Work instruction 1: Rewrite the paragraph of the EPA hearing excerpt that begins "However, while Committee Chairman James Comer" as a short bulleted list that keeps its main facts.
Work instruction 2: Continue the EPA hearing excerpt, starting right after its last sentence.

Extract:

-=-=-=-=-

Furthermore, Regan discussed the EPA’s final rules designed to reduce air, water, and land pollution from fossil fuel-fired power plants in order to protect all communities from pollution and improve public health, as well as other EPA initiatives.

However, while Committee Chairman James Comer (R-Ky.) said he agrees “the American people want clean air and clean water…that’s why we have the EPA,” he called the EPA’s rules and regulations that are designed to reduce pollution as “excessive”. In addition, Comer said the EPA under the Biden Administration has pushed a whole-of-government climate agenda, including the implementation of regulations and executive orders “that have raised energy costs on” all consumers and businesses.

Conversely, Ranking Member Jamie Raskin (D-Md.) praised the EPA for taking “decisive action to put the health of the people before the profits of polluters and to confront climate change and toxic contamination of our communities.”

 Raskin listed EPA actions, including “new rules limiting pollution from coal and natural gas power plants. It includes a new rule limiting pollution from chemical plants that will reduce cancer risks for vulnerable communities. New rules for cars and trucks that will cut pollutants and reduce premature deaths, heart attacks, asthma, and fuel costs for Americans in sweeping efforts to protect our population from lead and carcinogens in the drinking water.”

Raskin also discussed climate-change denial by some members of Congress, saying, “Americans today face the accelerating ravages of the climate crisis including extreme heat waves. Last year was the hottest year on record, so we’re talking about record extreme heat record, violent flooding, record wildfires, destroying millions of acres of land in the West, record velocity hurricanes and tornadoes, and yet a lot of our colleagues are still in denial.

“In fact, their (some lawmakers) ‘Project 2025’ plan for America would ban the use of the word ‘climate change.’ They want to delete the possibility of even talking about climate change, much less taking any action on it. Millions of Americans are suffering the health effects of legacy pollution, dangerous air quality, and other kinds of toxic contamination.”

In a post-hearing interview, Raskin told The Driller the EPA’s ability to protect the environment depends on the Supreme Court. “I can only speak for the minority side, but the members of the minority are very much behind the EPA and are able to do their job of muscular enforcement of the environmental statutes. The problem, of course, is the Supreme Court; I mean, the chairman (Comer) ended with a statement saying that he wanted common sense enforcement of the laws of the United States, and yet the Supreme Court has incorporated itself with the power to define the meaning of federal statutes.”

-=-=-=-=-

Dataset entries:
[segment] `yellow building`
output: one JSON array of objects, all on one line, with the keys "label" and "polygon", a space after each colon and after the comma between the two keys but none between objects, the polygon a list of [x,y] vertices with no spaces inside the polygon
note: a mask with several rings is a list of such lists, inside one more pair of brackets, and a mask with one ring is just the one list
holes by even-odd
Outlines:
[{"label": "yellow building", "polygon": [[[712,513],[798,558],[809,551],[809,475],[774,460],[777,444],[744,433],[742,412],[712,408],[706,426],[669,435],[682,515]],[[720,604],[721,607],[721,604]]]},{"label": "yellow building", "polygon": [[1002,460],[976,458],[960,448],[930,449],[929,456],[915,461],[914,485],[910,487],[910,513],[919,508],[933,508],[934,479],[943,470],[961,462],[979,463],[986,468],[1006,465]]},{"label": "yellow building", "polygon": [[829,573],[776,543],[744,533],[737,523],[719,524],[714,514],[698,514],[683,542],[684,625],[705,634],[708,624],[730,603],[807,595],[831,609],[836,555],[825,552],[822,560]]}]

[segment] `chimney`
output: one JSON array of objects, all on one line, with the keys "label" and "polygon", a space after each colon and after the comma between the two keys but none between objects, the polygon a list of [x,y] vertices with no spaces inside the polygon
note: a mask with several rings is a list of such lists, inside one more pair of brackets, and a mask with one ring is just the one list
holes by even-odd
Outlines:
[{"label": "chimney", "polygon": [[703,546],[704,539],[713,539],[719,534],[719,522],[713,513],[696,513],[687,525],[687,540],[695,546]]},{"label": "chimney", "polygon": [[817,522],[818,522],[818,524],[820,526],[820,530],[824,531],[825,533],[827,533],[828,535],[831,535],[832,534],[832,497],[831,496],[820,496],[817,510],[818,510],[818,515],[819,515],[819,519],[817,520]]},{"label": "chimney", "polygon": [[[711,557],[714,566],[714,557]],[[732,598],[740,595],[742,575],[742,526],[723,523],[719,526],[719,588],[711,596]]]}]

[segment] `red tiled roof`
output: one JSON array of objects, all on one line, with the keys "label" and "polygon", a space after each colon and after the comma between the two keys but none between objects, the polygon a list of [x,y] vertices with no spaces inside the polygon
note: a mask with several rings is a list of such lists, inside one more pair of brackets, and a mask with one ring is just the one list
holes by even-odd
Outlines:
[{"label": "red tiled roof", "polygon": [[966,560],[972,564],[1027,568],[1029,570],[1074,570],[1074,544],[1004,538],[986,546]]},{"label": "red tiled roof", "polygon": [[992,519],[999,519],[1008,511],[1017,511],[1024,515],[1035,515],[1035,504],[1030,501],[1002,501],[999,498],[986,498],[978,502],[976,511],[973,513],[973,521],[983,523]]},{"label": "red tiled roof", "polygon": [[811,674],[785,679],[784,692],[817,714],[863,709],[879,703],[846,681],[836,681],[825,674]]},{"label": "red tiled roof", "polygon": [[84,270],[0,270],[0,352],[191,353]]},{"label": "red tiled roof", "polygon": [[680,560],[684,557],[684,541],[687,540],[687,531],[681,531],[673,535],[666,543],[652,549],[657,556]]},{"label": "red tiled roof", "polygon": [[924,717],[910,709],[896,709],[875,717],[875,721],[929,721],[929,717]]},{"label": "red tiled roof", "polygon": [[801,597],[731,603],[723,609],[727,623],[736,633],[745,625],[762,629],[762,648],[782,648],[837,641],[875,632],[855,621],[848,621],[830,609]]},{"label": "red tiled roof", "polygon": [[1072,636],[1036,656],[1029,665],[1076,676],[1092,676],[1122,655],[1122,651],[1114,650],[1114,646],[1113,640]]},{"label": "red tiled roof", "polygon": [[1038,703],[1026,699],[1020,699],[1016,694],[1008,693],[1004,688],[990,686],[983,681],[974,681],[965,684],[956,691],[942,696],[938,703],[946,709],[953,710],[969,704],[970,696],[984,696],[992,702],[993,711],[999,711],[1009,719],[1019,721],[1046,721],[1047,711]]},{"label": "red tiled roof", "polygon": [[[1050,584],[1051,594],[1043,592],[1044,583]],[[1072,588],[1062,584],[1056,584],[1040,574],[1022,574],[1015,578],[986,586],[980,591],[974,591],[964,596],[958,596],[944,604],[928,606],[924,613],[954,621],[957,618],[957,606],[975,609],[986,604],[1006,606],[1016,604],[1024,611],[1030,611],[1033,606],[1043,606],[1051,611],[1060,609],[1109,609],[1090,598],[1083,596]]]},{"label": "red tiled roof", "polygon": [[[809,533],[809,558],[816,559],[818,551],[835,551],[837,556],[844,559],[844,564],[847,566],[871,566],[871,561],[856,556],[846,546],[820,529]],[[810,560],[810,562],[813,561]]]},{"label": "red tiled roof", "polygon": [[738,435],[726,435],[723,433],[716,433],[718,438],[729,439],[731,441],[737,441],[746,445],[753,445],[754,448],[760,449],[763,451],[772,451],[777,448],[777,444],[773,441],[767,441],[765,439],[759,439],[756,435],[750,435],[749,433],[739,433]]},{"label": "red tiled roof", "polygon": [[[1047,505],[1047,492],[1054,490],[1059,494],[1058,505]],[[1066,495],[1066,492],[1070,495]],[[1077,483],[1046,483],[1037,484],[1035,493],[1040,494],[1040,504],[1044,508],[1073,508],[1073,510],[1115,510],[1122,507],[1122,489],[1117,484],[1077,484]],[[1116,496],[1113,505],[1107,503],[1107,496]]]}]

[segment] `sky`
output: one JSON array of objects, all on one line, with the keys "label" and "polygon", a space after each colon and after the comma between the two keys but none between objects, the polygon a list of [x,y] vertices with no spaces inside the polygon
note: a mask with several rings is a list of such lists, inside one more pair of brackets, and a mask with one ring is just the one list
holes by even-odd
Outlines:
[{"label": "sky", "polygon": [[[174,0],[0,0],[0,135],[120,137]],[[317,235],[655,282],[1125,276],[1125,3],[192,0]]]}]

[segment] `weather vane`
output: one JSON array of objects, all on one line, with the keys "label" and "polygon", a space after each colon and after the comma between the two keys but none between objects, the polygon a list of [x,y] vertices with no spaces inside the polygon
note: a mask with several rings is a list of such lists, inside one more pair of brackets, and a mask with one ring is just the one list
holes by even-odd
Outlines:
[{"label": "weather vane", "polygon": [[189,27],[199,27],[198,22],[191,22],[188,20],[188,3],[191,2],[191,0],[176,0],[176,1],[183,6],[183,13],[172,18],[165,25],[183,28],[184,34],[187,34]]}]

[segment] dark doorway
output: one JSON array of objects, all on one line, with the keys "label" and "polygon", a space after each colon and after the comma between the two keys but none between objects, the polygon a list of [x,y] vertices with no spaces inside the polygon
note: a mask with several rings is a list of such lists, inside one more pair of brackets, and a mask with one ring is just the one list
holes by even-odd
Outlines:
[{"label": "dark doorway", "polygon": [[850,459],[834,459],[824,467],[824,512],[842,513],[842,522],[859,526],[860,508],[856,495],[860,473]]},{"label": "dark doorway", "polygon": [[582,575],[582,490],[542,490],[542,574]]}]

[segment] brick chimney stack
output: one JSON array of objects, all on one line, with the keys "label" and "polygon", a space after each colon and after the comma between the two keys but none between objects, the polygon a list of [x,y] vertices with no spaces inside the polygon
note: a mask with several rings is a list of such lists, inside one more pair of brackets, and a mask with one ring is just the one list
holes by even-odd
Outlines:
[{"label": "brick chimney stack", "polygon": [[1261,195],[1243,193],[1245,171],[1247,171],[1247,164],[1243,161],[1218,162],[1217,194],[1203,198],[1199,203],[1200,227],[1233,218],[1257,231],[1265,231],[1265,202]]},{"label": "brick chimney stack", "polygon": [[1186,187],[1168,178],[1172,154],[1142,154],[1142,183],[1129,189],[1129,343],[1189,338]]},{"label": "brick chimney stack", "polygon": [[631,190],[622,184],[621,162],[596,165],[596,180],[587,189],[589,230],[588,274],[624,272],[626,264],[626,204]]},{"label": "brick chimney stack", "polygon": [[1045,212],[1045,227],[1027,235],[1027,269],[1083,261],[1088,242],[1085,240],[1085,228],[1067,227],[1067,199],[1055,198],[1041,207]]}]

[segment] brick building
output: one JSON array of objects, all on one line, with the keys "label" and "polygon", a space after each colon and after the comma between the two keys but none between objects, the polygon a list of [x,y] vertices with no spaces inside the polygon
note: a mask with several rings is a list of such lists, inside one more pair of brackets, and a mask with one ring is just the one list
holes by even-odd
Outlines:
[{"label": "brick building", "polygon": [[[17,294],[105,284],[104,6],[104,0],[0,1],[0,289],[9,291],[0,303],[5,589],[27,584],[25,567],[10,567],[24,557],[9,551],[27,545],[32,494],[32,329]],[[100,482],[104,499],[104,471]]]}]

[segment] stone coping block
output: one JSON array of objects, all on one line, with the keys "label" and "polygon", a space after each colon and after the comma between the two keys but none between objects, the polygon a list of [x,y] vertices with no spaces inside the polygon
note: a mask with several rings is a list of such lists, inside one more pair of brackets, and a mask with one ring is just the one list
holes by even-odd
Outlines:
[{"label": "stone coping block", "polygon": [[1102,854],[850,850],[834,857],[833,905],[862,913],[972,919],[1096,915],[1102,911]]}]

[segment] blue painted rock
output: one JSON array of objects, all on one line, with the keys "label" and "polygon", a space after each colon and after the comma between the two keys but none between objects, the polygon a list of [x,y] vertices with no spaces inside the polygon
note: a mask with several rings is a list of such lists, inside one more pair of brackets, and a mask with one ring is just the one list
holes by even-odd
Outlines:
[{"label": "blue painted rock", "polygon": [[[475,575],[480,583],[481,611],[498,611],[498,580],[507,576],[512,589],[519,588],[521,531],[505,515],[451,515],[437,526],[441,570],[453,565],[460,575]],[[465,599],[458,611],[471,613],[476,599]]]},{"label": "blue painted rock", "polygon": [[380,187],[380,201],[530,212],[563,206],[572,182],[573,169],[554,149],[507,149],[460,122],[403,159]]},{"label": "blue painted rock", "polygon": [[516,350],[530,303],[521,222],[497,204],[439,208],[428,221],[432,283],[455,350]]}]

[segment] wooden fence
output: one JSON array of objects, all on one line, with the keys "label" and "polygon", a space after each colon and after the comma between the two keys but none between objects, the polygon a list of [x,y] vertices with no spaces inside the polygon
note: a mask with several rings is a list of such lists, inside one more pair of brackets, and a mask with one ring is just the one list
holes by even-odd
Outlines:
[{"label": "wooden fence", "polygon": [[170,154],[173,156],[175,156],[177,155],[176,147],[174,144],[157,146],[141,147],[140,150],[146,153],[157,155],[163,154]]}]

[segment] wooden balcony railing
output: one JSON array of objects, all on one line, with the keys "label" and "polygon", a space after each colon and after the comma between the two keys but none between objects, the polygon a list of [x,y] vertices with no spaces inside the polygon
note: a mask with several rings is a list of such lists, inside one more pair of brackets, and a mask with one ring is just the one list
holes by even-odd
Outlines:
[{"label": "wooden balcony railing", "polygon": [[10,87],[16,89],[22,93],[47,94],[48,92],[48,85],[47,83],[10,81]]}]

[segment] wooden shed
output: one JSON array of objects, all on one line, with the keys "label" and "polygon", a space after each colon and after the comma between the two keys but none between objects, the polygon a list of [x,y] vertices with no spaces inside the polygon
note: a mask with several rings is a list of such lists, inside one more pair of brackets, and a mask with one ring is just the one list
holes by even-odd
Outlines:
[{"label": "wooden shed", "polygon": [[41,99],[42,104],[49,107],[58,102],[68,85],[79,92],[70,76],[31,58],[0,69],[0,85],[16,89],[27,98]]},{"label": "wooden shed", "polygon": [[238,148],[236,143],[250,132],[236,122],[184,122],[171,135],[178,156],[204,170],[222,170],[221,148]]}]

-=-=-=-=-

Answer area 1:
- Committee Chairman James Comer (R-Ky.) agreed that Americans want clean air and clean water and said that is why the EPA exists.
- He called the EPA's rules and regulations designed to reduce pollution "excessive."
- He said the EPA under the Biden Administration has pushed a whole-of-government climate agenda, including regulations and executive orders that he said have raised energy costs for all consumers and businesses.

Answer area 2:
However, the legitimacy of the EPA was challenged by Rep. Lauren Boebert (R-Colo.), who said the agency “has never obtained formal authorization legislation from Congress.”

In fact, the EPA is an independent agency established by an executive order issued by President Richard Nixon, and that order was ratified by committee hearings in the House and Senate.

Further still, because the Chevron Doctrine—“which the EPA relied on to support its very controversial and costly rulemakings”—was overturned, Boebert asked Regan, “since Congress has never authorized your agency and has since lost most of its legal standing, does your agency still plan to enable rogue bureaucrats to enact unconstitutional regulations?”

Regan said he was “shocked” by Boebert’s question because she has worked with EPA offices in her district and that the “Supreme Court didn't tell us to repeal anything.” The EPA has “all the authority” necessary to do pursue its mission,” he said.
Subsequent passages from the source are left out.